WRITTEN PROBLEM: Which lines in the records below contain the string "blue"? Report each of those lines in full.

╭──

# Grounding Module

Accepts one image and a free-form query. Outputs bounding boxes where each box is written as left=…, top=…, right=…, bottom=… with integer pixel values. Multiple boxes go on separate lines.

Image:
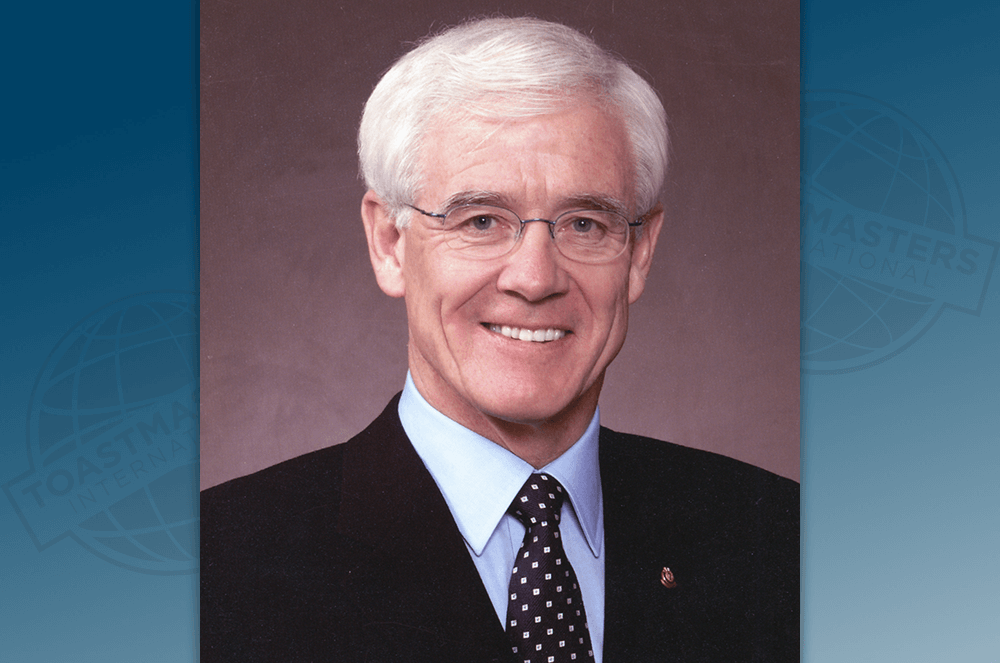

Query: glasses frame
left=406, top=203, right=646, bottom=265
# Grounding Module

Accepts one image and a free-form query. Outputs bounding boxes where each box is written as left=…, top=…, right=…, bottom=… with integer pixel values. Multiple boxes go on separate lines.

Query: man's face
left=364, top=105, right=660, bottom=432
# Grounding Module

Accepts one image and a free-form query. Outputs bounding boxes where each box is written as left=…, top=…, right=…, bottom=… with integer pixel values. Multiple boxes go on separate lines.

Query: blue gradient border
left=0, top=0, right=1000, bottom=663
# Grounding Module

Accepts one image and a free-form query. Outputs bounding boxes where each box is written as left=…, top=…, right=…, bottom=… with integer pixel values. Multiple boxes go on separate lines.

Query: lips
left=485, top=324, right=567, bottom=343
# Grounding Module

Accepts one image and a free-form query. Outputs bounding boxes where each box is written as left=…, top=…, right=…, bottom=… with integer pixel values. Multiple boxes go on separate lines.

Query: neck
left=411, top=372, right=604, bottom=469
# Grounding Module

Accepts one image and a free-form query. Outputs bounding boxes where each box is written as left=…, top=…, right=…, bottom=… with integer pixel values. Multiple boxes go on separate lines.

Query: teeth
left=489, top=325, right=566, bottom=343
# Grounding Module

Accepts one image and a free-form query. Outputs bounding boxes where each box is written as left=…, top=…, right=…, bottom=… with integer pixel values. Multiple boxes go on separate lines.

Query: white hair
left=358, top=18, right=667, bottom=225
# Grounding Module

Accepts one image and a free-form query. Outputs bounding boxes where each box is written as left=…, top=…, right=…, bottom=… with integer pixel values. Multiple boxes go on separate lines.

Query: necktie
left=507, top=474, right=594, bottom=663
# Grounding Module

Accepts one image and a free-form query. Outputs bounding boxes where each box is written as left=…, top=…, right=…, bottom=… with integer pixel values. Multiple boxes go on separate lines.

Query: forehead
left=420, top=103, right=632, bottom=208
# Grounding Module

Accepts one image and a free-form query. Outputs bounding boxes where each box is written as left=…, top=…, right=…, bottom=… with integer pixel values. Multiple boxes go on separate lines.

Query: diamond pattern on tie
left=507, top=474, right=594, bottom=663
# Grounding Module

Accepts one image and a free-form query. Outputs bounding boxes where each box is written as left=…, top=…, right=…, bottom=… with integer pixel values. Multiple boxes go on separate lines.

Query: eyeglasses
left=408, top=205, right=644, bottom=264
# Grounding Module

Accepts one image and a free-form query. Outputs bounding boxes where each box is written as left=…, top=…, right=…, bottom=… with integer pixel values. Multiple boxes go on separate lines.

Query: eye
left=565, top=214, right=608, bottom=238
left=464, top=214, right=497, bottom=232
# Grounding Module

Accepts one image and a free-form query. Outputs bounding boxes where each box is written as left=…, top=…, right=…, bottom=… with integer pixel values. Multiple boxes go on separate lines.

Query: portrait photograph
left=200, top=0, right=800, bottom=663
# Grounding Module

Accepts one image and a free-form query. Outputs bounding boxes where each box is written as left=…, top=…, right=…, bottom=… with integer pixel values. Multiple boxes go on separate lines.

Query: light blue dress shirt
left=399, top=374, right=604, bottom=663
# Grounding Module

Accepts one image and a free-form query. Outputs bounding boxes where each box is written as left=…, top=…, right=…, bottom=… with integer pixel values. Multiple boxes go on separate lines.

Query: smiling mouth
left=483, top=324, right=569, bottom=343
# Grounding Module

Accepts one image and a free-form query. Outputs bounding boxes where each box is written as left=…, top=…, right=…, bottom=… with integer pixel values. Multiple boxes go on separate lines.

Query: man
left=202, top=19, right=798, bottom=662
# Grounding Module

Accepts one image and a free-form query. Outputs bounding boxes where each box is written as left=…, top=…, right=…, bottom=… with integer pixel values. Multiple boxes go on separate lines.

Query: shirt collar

╰──

EXPECTED ANSWER:
Query: blue gradient border
Query: light blue dress shirt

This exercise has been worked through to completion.